═══ ФРАГМЕНТ ДОКУМЕНТА
Я остался в хороших отношениях с разработчиками и производителями. Еще тогда, десять лет назад, с помощью этого прибора я вылечил гангрену у знаменитого артиста Леонида Броневого. Когда поделился с американцами своим результатом, они сообщили, что в 2012-м году до клинических испытаний прибора не дошли, но сегодня в Украине терять нечего – пробуйте. И мы начали это делать и получили уникальные результаты. Мы спасли от септических осложнений десятки раненых, за что я искренне благодарен коллегам из Миннесоты. Потому что из умирающих раненых половина погибает от собственно ран, а половина – от инфекций.

— Мы видим, что война продвинула вперед военные технологии, а как насчет медицинской науки?

— Все войны объективно стимулируют прогресс в медицине. И нынешняя война однозначно продвинула: во-первых, подготовку персонала в работе в постоянных экстремальных ситуациях; во-вторых, технологии; в-третьих, научные методики.

Должен сказать, что я всегда скептически относился к стволовым клеткам в хирургии. Но у нас были такие раненые, с которыми мы зашли в тупик при лечении стандартными методами. И мы обратились в Институт генетики, к академику Виталию Арнольдовичу Кордюму, основоположнику клеточной терапии в Украине. Они дали нам материалы, которые помогли самым тяжелым раненым. Пока еще рано говорить о какой-то статистике, но раны, которые заживают два-три месяца, стали закрываться за месяц! Мы сейчас активно проводим конференции с коллегами и хотим создать новую форму специального перевязочного материала.

Да, война двигает прогресс в науке, но ему традиционно препятствует бюрократия: к сожалению, многие разработки буксуют на стадии внедрения.

— Вы заговорили о проблемах. С чем пришлось столкнуться за время работы в условиях войны?
══════
**ФОРМУЛИРОВКА ЗАДАНИЯ**
Дословно перепишите часть фрагмента, которая открывается словами «Должен сказать, что» и завершается словами «специального перевязочного материала.». Записи получены из другого источника.
═══ ИСХОДНЫЕ ДАННЫЕ
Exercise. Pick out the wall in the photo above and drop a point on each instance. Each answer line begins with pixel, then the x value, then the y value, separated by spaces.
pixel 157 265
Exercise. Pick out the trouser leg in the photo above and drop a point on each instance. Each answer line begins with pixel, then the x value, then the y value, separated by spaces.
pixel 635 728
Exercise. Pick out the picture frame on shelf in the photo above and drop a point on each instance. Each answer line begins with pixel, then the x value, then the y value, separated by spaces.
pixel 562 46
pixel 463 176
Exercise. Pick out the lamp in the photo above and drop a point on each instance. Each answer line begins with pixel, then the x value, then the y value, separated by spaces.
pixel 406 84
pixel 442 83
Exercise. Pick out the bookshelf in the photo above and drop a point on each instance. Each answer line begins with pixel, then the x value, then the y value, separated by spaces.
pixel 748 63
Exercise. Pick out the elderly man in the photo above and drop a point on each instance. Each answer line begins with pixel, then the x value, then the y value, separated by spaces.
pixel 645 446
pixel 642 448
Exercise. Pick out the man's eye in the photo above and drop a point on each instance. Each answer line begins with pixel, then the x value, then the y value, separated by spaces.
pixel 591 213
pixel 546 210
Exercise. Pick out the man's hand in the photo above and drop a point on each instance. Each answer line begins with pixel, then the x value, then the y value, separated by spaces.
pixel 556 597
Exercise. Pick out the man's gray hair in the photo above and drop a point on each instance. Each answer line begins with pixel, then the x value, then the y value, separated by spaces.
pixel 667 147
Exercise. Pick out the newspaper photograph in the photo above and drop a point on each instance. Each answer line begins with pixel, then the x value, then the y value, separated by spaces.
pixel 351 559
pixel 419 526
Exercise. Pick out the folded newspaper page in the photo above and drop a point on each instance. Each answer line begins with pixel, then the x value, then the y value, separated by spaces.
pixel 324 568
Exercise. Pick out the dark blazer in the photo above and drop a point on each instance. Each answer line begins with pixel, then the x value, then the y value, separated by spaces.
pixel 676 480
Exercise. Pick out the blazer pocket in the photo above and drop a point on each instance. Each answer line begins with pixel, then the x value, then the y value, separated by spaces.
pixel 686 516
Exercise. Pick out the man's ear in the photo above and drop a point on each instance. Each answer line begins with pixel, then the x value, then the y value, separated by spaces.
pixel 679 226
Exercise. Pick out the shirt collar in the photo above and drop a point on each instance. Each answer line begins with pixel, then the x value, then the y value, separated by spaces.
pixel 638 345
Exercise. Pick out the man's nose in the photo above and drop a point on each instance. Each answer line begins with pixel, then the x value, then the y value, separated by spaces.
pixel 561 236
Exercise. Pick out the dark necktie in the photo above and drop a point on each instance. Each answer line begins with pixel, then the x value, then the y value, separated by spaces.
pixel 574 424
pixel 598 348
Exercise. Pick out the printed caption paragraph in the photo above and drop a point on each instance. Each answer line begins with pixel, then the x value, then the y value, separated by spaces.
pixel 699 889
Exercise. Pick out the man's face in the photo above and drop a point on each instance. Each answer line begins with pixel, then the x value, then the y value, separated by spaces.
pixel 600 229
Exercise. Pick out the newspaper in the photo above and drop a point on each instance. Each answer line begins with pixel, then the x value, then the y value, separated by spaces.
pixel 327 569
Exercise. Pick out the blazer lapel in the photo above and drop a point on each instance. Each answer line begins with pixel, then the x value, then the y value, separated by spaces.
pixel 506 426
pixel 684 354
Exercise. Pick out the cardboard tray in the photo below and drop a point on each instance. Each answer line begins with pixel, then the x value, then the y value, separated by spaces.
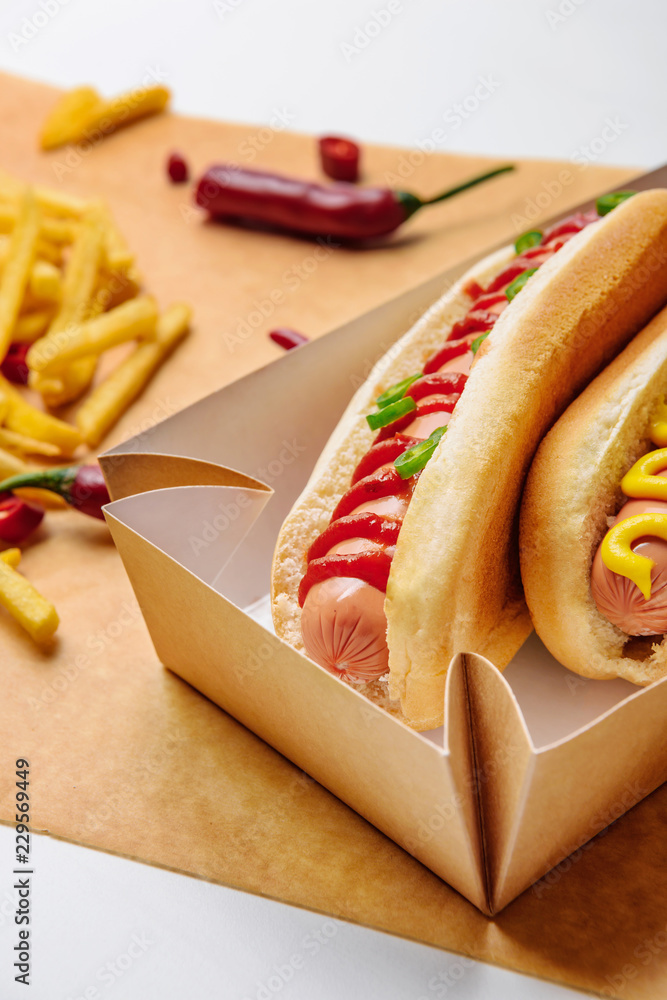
pixel 530 765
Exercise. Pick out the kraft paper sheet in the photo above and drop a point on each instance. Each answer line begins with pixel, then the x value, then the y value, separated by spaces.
pixel 127 758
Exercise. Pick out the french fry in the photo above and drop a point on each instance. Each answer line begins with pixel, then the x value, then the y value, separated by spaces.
pixel 70 384
pixel 51 202
pixel 102 117
pixel 49 251
pixel 134 320
pixel 28 420
pixel 45 281
pixel 77 103
pixel 31 326
pixel 32 611
pixel 10 465
pixel 16 441
pixel 110 399
pixel 16 272
pixel 79 283
pixel 58 231
pixel 119 257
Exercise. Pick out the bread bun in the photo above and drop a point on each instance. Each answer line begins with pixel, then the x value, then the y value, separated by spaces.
pixel 572 490
pixel 454 584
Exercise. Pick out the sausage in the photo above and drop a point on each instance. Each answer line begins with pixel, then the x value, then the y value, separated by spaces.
pixel 343 624
pixel 618 598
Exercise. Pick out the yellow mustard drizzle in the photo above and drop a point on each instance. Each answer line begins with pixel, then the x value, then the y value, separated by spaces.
pixel 658 430
pixel 642 482
pixel 619 557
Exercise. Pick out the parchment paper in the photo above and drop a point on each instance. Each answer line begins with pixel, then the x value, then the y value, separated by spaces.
pixel 127 758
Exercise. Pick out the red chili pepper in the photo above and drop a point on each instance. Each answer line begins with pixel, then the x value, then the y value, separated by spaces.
pixel 18 519
pixel 337 210
pixel 15 367
pixel 177 168
pixel 339 158
pixel 286 338
pixel 81 486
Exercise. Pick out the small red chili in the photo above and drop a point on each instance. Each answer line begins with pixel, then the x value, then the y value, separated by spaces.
pixel 339 158
pixel 15 367
pixel 177 168
pixel 286 338
pixel 18 519
pixel 336 210
pixel 81 486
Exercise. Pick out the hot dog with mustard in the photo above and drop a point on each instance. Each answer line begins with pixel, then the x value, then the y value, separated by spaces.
pixel 402 549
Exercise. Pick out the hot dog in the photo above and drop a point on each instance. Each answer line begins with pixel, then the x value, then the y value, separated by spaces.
pixel 594 521
pixel 397 504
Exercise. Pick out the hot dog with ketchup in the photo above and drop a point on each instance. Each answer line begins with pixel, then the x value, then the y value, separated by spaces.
pixel 594 519
pixel 402 549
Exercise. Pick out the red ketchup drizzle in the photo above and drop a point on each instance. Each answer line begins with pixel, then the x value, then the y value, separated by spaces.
pixel 372 482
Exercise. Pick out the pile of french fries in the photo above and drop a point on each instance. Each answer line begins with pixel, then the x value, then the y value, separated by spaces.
pixel 83 114
pixel 70 289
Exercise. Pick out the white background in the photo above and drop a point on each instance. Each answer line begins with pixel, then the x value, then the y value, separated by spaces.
pixel 559 75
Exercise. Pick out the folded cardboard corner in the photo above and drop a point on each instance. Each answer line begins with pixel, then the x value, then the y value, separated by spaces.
pixel 491 803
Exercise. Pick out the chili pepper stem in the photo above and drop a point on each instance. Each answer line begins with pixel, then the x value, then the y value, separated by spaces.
pixel 52 479
pixel 412 202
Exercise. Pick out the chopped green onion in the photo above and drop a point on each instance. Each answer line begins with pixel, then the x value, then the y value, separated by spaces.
pixel 528 240
pixel 605 204
pixel 518 283
pixel 415 458
pixel 392 412
pixel 477 342
pixel 396 391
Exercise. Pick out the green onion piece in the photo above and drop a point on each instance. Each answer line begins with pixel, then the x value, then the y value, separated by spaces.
pixel 518 283
pixel 392 412
pixel 396 391
pixel 605 204
pixel 415 458
pixel 475 346
pixel 527 240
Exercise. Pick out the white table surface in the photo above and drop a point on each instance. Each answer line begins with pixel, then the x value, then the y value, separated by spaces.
pixel 559 78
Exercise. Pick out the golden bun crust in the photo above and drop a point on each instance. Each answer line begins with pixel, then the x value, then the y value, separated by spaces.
pixel 455 572
pixel 572 488
pixel 455 583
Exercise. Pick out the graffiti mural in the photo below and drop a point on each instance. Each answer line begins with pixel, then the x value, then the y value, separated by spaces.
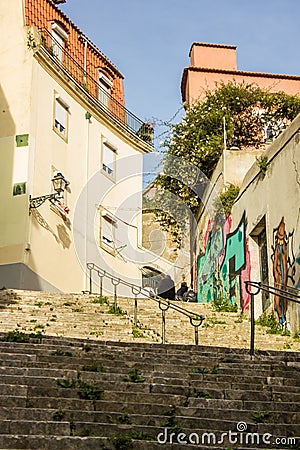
pixel 284 268
pixel 225 264
pixel 298 263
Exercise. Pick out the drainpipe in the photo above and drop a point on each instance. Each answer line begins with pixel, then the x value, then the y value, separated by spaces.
pixel 84 62
pixel 225 148
pixel 88 121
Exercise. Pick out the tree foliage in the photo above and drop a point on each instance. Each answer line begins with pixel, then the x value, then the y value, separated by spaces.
pixel 247 110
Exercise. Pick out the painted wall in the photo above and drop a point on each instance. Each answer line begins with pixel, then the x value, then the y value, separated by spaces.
pixel 211 63
pixel 274 199
pixel 268 205
pixel 225 265
pixel 37 250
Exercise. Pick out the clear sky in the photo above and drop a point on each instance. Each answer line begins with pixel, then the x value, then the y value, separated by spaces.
pixel 149 41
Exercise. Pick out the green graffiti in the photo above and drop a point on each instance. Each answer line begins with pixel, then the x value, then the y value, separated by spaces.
pixel 219 268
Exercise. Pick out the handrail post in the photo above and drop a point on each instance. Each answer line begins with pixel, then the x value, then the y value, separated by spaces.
pixel 197 335
pixel 100 286
pixel 115 282
pixel 115 297
pixel 135 291
pixel 196 322
pixel 135 310
pixel 163 320
pixel 163 330
pixel 90 280
pixel 252 335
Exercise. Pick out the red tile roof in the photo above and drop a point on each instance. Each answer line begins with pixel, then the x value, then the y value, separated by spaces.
pixel 42 13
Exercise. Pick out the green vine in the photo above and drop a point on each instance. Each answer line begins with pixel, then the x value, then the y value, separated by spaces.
pixel 262 163
pixel 226 200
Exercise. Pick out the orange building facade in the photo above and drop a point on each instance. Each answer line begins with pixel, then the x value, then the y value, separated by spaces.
pixel 215 63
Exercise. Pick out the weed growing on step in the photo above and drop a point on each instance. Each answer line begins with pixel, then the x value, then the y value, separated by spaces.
pixel 117 311
pixel 89 392
pixel 218 322
pixel 20 337
pixel 85 391
pixel 93 367
pixel 134 376
pixel 137 333
pixel 16 336
pixel 122 442
pixel 39 304
pixel 58 415
pixel 270 321
pixel 61 353
pixel 287 346
pixel 96 333
pixel 66 383
pixel 221 305
pixel 86 348
pixel 215 370
pixel 228 360
pixel 87 431
pixel 241 319
pixel 172 422
pixel 260 417
pixel 100 300
pixel 203 394
pixel 296 336
pixel 124 418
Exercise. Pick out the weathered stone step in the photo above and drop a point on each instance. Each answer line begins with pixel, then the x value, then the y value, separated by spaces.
pixel 140 414
pixel 34 427
pixel 53 442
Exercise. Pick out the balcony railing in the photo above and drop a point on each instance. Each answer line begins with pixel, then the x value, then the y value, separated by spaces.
pixel 106 102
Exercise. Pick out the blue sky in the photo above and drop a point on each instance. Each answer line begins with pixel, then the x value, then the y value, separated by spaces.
pixel 149 41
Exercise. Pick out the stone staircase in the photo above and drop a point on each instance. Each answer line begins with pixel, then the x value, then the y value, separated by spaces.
pixel 85 316
pixel 58 393
pixel 75 376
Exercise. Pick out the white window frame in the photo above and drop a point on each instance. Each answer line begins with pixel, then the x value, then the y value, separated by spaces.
pixel 108 161
pixel 61 117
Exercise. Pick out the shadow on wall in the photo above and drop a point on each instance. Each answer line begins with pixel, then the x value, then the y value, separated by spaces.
pixel 19 276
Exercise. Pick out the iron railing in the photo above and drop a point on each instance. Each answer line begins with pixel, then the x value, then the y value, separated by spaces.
pixel 106 102
pixel 195 319
pixel 289 294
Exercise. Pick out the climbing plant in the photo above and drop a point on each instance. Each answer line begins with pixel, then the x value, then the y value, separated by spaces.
pixel 246 110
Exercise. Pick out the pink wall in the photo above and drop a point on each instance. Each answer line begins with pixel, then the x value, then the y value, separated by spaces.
pixel 212 63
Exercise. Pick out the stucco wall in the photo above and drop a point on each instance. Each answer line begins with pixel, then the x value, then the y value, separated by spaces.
pixel 275 196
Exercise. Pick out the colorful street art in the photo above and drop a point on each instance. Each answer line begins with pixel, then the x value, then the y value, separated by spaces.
pixel 298 264
pixel 283 266
pixel 225 264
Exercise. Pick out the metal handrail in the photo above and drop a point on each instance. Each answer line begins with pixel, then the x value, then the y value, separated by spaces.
pixel 163 304
pixel 285 294
pixel 107 102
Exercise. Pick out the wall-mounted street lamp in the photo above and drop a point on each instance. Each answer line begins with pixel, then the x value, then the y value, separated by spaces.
pixel 59 184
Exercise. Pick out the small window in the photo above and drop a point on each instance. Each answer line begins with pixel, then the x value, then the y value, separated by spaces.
pixel 59 37
pixel 105 85
pixel 107 232
pixel 19 188
pixel 61 117
pixel 108 159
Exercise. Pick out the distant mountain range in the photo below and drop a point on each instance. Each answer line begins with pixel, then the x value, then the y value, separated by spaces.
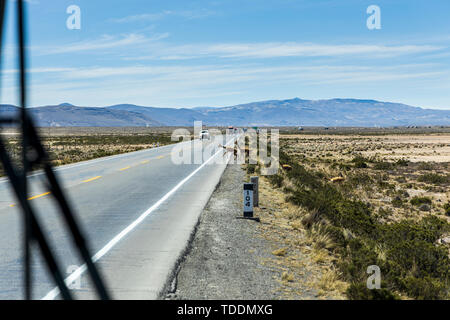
pixel 292 112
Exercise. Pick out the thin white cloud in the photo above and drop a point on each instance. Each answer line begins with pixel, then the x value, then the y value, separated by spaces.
pixel 152 17
pixel 104 42
pixel 280 50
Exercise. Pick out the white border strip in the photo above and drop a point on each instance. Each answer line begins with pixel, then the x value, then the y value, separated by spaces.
pixel 78 272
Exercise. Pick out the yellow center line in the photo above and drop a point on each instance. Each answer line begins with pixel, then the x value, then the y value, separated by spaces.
pixel 32 198
pixel 92 179
pixel 39 195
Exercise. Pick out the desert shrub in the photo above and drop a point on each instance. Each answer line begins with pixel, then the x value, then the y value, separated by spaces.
pixel 276 180
pixel 424 288
pixel 360 162
pixel 447 209
pixel 397 202
pixel 383 166
pixel 360 178
pixel 410 260
pixel 425 166
pixel 417 201
pixel 359 291
pixel 433 178
pixel 251 168
pixel 402 162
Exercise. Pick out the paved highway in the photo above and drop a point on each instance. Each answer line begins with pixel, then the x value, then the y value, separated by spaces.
pixel 138 211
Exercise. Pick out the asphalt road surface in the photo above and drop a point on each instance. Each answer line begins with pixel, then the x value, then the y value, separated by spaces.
pixel 137 210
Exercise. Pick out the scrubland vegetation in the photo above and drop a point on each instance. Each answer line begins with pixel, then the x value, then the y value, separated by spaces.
pixel 390 208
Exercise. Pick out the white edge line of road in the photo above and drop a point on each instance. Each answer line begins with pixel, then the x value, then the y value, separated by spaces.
pixel 52 294
pixel 89 162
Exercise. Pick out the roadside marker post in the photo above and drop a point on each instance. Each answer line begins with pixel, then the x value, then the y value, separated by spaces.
pixel 248 200
pixel 248 203
pixel 255 182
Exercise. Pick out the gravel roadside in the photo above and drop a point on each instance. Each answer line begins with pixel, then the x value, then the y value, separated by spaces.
pixel 225 259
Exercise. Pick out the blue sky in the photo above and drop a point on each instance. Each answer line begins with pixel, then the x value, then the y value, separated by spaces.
pixel 179 53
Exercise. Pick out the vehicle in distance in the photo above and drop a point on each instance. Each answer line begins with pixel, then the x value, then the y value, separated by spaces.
pixel 204 134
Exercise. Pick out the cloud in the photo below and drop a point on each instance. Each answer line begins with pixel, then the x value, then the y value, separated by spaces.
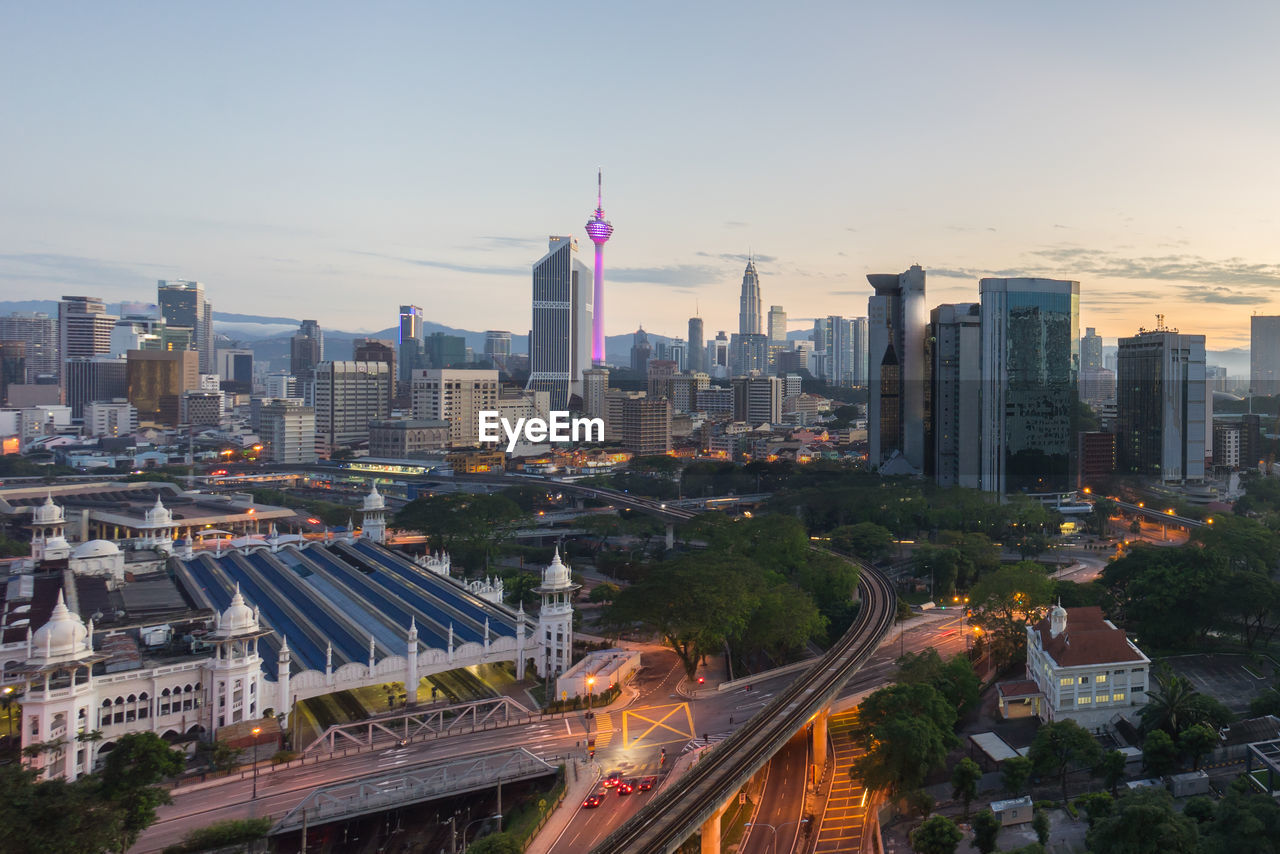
pixel 77 270
pixel 680 275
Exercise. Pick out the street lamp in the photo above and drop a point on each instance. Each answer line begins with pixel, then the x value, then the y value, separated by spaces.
pixel 256 731
pixel 773 839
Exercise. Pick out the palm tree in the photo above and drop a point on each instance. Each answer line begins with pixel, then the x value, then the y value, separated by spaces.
pixel 1171 707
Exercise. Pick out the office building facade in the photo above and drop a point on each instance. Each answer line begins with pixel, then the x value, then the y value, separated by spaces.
pixel 896 322
pixel 560 345
pixel 1161 406
pixel 1029 384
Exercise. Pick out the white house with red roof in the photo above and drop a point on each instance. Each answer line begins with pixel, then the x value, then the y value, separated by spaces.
pixel 1080 667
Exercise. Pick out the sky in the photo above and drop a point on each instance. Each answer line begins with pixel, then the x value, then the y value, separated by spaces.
pixel 337 160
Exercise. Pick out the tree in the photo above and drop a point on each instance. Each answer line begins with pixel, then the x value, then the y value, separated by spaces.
pixel 129 776
pixel 1014 773
pixel 938 835
pixel 964 782
pixel 1144 822
pixel 1159 754
pixel 1061 747
pixel 868 540
pixel 1197 741
pixel 496 844
pixel 1041 825
pixel 1004 602
pixel 986 830
pixel 1096 804
pixel 1111 770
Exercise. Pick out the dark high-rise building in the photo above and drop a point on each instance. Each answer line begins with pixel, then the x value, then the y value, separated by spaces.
pixel 1031 338
pixel 95 380
pixel 446 351
pixel 749 302
pixel 306 350
pixel 560 342
pixel 954 346
pixel 410 343
pixel 896 327
pixel 371 350
pixel 182 304
pixel 640 352
pixel 1161 406
pixel 696 346
pixel 1265 354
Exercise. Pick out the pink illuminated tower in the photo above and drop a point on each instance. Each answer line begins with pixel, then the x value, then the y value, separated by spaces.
pixel 599 229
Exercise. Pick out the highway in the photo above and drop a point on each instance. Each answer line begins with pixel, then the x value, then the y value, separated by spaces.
pixel 676 813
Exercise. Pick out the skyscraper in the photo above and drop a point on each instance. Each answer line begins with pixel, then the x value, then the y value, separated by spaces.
══════
**ЭТАЛОННЫЙ ОТВЕТ**
Должен сказать, что я всегда скептически относился к стволовым клеткам в хирургии. Но у нас были такие раненые, с которыми мы зашли в тупик при лечении стандартными методами. И мы обратились в Институт генетики, к академику Виталию Арнольдовичу Кордюму, основоположнику клеточной терапии в Украине. Они дали нам материалы, которые помогли самым тяжелым раненым. Пока еще рано говорить о какой-то статистике, но раны, которые заживают два-три месяца, стали закрываться за месяц! Мы сейчас активно проводим конференции с коллегами и хотим создать новую форму специального перевязочного материала.